-- Material shown follows --

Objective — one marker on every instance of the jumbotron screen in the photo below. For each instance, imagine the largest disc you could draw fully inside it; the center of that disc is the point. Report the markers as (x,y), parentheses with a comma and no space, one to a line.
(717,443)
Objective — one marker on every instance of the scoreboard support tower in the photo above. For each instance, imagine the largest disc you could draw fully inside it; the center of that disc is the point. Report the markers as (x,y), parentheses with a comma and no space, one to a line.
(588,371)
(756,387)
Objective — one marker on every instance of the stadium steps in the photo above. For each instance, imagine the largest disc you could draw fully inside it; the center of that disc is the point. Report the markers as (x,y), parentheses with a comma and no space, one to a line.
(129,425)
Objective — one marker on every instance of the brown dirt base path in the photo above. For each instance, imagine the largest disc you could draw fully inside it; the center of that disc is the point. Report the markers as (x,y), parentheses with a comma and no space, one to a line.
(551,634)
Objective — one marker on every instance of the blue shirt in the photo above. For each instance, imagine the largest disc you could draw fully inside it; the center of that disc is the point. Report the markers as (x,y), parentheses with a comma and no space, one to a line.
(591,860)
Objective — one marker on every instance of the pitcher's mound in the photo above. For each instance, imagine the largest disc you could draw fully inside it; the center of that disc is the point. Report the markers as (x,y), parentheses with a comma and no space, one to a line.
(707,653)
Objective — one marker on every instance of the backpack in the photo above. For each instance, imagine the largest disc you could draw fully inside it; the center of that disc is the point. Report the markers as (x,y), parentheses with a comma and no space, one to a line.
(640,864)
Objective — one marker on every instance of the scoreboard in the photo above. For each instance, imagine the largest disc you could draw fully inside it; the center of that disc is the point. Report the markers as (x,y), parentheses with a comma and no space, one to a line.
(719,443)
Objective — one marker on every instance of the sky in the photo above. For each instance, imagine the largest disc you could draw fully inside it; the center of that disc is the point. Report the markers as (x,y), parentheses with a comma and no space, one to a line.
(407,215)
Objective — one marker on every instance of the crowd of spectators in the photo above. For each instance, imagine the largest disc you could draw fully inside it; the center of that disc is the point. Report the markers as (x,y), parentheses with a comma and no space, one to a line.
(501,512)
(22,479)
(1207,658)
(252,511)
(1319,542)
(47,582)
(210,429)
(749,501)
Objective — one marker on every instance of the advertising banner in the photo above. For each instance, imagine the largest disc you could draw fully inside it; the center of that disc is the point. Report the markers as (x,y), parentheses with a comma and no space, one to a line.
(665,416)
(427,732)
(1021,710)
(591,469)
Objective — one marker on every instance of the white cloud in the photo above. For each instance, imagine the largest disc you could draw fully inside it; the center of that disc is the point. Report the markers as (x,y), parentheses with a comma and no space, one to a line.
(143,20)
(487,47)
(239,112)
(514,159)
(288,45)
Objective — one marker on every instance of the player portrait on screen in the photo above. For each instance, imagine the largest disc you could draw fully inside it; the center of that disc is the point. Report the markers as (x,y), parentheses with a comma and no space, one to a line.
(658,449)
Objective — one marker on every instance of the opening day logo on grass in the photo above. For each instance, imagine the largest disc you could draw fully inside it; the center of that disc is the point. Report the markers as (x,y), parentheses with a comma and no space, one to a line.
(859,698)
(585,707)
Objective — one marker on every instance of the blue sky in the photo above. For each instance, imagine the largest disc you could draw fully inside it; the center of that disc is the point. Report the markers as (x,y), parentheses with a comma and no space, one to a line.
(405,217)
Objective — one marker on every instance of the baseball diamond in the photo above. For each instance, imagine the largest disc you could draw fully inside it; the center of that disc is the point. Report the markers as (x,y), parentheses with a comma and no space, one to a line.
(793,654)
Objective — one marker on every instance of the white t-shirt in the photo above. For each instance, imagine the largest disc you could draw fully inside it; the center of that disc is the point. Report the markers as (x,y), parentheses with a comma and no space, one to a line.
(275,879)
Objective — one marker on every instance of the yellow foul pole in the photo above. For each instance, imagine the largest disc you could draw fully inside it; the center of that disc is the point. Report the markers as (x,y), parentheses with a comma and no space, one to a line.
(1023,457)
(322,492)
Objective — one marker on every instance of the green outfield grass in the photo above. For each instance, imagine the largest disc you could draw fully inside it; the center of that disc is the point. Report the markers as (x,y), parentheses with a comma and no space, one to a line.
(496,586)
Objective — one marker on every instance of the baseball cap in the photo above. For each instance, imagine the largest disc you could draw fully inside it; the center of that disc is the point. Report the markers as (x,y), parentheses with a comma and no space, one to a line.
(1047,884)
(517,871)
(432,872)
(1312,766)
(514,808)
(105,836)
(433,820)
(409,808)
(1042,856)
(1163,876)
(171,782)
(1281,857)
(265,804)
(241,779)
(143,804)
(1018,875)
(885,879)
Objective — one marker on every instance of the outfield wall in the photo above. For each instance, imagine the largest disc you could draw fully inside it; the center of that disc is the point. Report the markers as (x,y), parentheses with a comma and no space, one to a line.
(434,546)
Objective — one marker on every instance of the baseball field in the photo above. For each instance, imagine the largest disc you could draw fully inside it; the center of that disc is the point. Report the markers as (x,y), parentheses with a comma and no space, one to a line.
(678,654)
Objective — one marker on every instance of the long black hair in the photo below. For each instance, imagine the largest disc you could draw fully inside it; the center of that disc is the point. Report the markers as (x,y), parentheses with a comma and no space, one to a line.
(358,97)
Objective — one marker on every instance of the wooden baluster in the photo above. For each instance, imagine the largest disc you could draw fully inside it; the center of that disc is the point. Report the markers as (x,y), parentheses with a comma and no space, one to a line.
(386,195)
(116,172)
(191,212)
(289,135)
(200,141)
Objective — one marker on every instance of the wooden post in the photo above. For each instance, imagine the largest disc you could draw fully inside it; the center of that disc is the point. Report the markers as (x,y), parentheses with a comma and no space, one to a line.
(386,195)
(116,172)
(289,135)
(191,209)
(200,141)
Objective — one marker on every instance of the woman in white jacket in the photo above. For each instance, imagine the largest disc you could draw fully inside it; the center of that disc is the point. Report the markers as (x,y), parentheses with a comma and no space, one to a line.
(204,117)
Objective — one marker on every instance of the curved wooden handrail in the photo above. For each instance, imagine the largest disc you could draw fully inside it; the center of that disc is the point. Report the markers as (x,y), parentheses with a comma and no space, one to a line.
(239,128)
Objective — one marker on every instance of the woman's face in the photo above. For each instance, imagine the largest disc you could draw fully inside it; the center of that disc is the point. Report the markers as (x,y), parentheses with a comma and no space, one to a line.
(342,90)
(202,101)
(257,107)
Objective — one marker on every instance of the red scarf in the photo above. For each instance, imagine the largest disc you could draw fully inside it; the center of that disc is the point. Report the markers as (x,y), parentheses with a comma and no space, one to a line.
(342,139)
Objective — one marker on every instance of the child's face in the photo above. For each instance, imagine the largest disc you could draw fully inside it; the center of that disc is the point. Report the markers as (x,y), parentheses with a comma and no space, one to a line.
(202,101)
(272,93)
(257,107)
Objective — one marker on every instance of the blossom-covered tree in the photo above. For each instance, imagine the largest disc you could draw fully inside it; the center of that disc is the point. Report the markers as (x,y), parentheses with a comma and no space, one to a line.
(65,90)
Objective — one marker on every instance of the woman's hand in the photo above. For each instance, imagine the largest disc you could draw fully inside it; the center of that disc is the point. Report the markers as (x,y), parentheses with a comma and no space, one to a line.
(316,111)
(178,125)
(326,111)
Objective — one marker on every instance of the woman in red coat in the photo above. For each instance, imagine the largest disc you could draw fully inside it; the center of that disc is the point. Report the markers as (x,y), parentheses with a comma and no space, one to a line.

-- Material shown concluded --

Assignment: From start to finish, retype the records above with complete accuracy.

Written answer:
Objective — one marker on every instance of the jumbotron screen in the photo below. For each instance, imagine the largest disc you could draw fully inside it; the center of that disc is the point. Report the markers as (x,y), parentheses with a comma and no space, one to a line.
(717,443)
Objective — one marker on every instance of the scoreboard support tower in the photo above. For each instance, imagine the largest disc you could draw fully inside it; the center of that disc is the point. Report the markers as (x,y), parentheses with a comma and no space, one to a line.
(588,371)
(756,387)
Objective — one marker on every instance of the stadium steps in the photo above. For each instance, imagine the largest disc you could draw fully inside it; the center of that disc is the point. Report the markers as (x,y), parentheses with a comma and no space, one to a line.
(129,425)
Objective — one marker on every instance of the brown dirt base path in the photo above. For each instance, imagine the largest disc you could draw fully inside it; the center of that disc is the point. Report the markers as (x,y), parentheses with a comma and no space, one to a line.
(551,634)
Objective — one marker on every instance of the blue shirt in the photo above. For each instance, imagine the largest disc you could draw fully inside it; the center of that disc is the point. Report the markers as (x,y), parentheses with a comma and no space, one to a line.
(591,860)
Objective — one marker on every instance of the pitcher's mound in the photo above. For each instance, imagine the largest disc you could draw fully inside it; the center of that disc is the point. Report the markers as (x,y), parentheses with a comma and no space, one to a line.
(707,653)
Objective — one marker on every instance of the backpack in the photo above. For each instance, imagine the largest disc you could draw fully inside it; the center of that disc is the point. Report the markers as (x,y), parentheses with a comma and no space, one to a line.
(640,864)
Objective — one marker on every instance of the scoreboard in the photo above. For each instance, imagine the largest disc you could draw fully inside it; the center of that disc is the point. Report the markers as (x,y), parentheses with a comma and no space, one to a line.
(719,443)
Objective — one marker on every instance of the sky in the photo above. For each instance, imagine the largest disc you could draw fully inside it; the center of that disc is the point. Report the markers as (x,y), parentheses with a comma and no space, one to a line.
(407,215)
Objective — one marker on every instance of the crowd of spectators in the photo above. For each instance, imagine the largest disc you could draw fully inside it; the center of that disc is the point. Report the markers as (x,y), parentheses with a comma and no space, one to a line.
(501,512)
(22,479)
(1207,658)
(252,511)
(1319,542)
(47,582)
(210,429)
(749,501)
Objective — one marker on every instance of the advertising banner in the photo above. For each instance, imagine the largest disc you could draw fully inside it; the center of that disc is the point. Report the markers as (x,y), parentheses with a comma and no space, one to a line.
(665,416)
(427,732)
(1021,710)
(591,469)
Objective — one marker on every instance of the white cloud in the photo above. For each instance, imagine the largest disc you could draw fully inside it; the center of that disc is the point. Report the markers as (x,y), parentheses with a comma and no space, one to a line.
(143,20)
(487,47)
(239,112)
(514,159)
(288,45)
Objective — one marker on every instance of the player portrait on screen in the photo above. For each instance, imagine the largest disc you could draw fully inside it; the center of that disc is the point. Report the markers as (x,y), parentheses with a comma and no space, one to a line.
(658,449)
Objective — one marker on every instance of the opening day logo on grass in the photo above. For each instance, imagine the largest disc you could draw fully inside it; the center of that disc is the point. Report the markers as (x,y), parentheses with a comma and no space, one to a line.
(859,698)
(585,707)
Objective — one marker on every instance of the blue sky in the photo above. For each instance, imagine the largest disc you could draw fully inside it; the center of that disc is the point. Report the markers as (x,y), parentheses with a comma and no space, one to a line.
(405,217)
Objective — one marker on every instance of the baseball diamond in the photo above. For each instance, imagine the largest disc you could draw fully inside it; the center of that disc is the point. Report the markers as (x,y), parentheses with a comma and no space, one to a line.
(793,654)
Objective — one marker on every instance of the white t-shirt in the photo above. For each instance, imagine the largest disc you could draw fully inside it; the center of that disc is the point. Report the markers as (x,y), parentheses with a comma and no space, one to a line.
(275,879)
Objective — one marker on every instance of the yellow foul pole in the photo above. For each instance, imagine the largest disc you could draw fully inside it; the center of that disc is the point. Report the markers as (x,y), parentheses with a comma and no space, one to a line.
(1023,457)
(322,492)
Objective — one marker on every instance of the green outfield grass in the photo above. For each instance, imagine the largest disc you could draw fully inside it; the center of that disc is the point. Report the markers as (x,y), parentheses with a comma and no space, one to a line.
(496,586)
Objective — one marker on every instance of the baseball cap in the photo above. For each instance, imagine the largest disc you could draw fully inside it; the center of that disc is the point. Report the markers as (x,y), parentheses with a comma and no space, one to a line.
(1047,884)
(517,871)
(432,872)
(1312,766)
(514,808)
(105,836)
(433,820)
(409,808)
(1042,856)
(1163,876)
(171,782)
(1281,857)
(265,804)
(241,779)
(143,804)
(1018,875)
(885,879)
Objective — one marker on every instance of the outfield wall in the photo above. For each instance, imagine the largest disc you could draw fully inside it; the center of that disc is the point. Report the markers as (x,y), parentheses with a comma and no space, one to a line.
(434,546)
Objective — one marker on every instance of the baseball field in the photo above. For each instance, imagine the largest disc you could draw fully inside it; the center of that disc is the point. Report the markers as (x,y), parentheses with a comma and no space, one to a line.
(678,654)
Objective — one marker on every instance of the long black hair in the photo below. For each instance, imagine the largest disc you could draw fully inside it; the center of that disc is the point. Report the markers as (x,y), parentheses with a comma and no space, one to a line.
(358,97)
Objective — one marker on every instance of the wooden baluster in the photo above. For each instance, imagine the largest disc you could draw fully inside it; the center of that disc is the point. Report the markers as (x,y), parentheses with a comma and no space, one to a line.
(386,195)
(116,172)
(191,212)
(289,135)
(200,141)
Objective — one marker on every instance of the wooden post in the photo above. For each instance, imagine the largest disc you could draw fully inside it; the center of that disc is the point. Report the markers as (x,y), parentheses with a comma and no space, one to a line.
(386,195)
(116,172)
(289,135)
(191,209)
(200,141)
Objective — one marker on every instance of the woman in white jacket in the photo above. For each instance, imagine the largest disc you could draw fully inside it; the center of that disc is the point. Report the markers as (x,y), parentheses with a comma and no space, one to a line.
(204,117)
Objective — one marker on every instance of the curved wooden handrail in the photo above. For each instance, imagine the largest disc you could draw fully inside it; the center of that disc is the point. Report the markers as (x,y), parentheses with a comma and no space, one to a line.
(239,128)
Objective — one marker on every instance of the woman's face in the photo above. For each instance, imagine the largest disc you could draw fully inside it; the center of that disc is the point. Report the markers as (x,y), parentheses with a comma and no space, one to a line.
(342,90)
(202,101)
(257,107)
Objective — one marker on every instance of the red scarf in the photo above. For each instance, imagine the largest disc you could draw fully inside it; the center of that disc is the point. Report the markers as (x,y), parentheses with a comma and no space, one to a line.
(342,139)
Objective — one marker on every instance of the child's face in the photo above. For each instance, imagine the largest disc you could draw fully inside it; the center of that disc is the point. Report the markers as (x,y), parentheses with a comma and no space, one to a line.
(202,101)
(272,93)
(257,107)
Objective — one marker on every instance of the blossom-covered tree in the photo above. For each instance, imagine the largest disc you could draw fully inside it; the center of that disc is the point. Report the markers as (x,y), parentheses with a comma and no space, one to a line.
(65,90)
Objective — one marker on every instance of the woman's hand in the photo above. For each instance, imagine the largest disc you could draw fully inside it; the center of that disc is the point. Report the markers as (x,y), parentheses with a comma and no space, one to a line.
(316,111)
(178,125)
(326,111)
Objective — one marker on every instance of the woman in red coat in the photo above. For each instance, imagine the largest disc you could draw fully inside it; the center of that disc is the point. Report the markers as (x,y), parentheses with a comma and no space, one to a line.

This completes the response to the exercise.